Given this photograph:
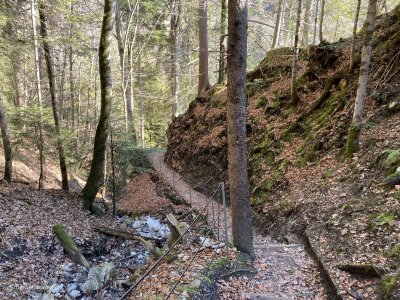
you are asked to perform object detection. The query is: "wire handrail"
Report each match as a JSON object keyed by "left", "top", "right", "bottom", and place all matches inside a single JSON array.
[{"left": 119, "top": 186, "right": 219, "bottom": 300}]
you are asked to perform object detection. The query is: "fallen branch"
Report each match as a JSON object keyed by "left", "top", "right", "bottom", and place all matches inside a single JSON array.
[
  {"left": 337, "top": 264, "right": 385, "bottom": 277},
  {"left": 53, "top": 224, "right": 91, "bottom": 269},
  {"left": 91, "top": 225, "right": 160, "bottom": 258}
]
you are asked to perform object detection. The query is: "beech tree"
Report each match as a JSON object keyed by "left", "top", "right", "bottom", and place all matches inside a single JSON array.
[
  {"left": 346, "top": 0, "right": 377, "bottom": 156},
  {"left": 82, "top": 0, "right": 115, "bottom": 211},
  {"left": 39, "top": 2, "right": 69, "bottom": 191},
  {"left": 197, "top": 0, "right": 210, "bottom": 95},
  {"left": 291, "top": 0, "right": 302, "bottom": 106},
  {"left": 0, "top": 92, "right": 12, "bottom": 182},
  {"left": 227, "top": 0, "right": 254, "bottom": 258}
]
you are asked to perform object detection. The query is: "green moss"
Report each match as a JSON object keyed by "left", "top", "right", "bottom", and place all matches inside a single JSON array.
[
  {"left": 379, "top": 273, "right": 400, "bottom": 300},
  {"left": 345, "top": 124, "right": 361, "bottom": 157},
  {"left": 256, "top": 95, "right": 267, "bottom": 108}
]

◆ ◆ ◆ ◆ ◆ ◆ ◆

*Task prompt*. Show every line of the data above that contains the string "asked", matching case exactly.

*Response to the task*.
you are asked to perform object detection. The query is: "wire handrail"
you are asked to perform object detection. The query is: "fallen branch"
you are asked to perform object detection. The query is: "beech tree"
you are asked to perform object detection. The query is: "green moss"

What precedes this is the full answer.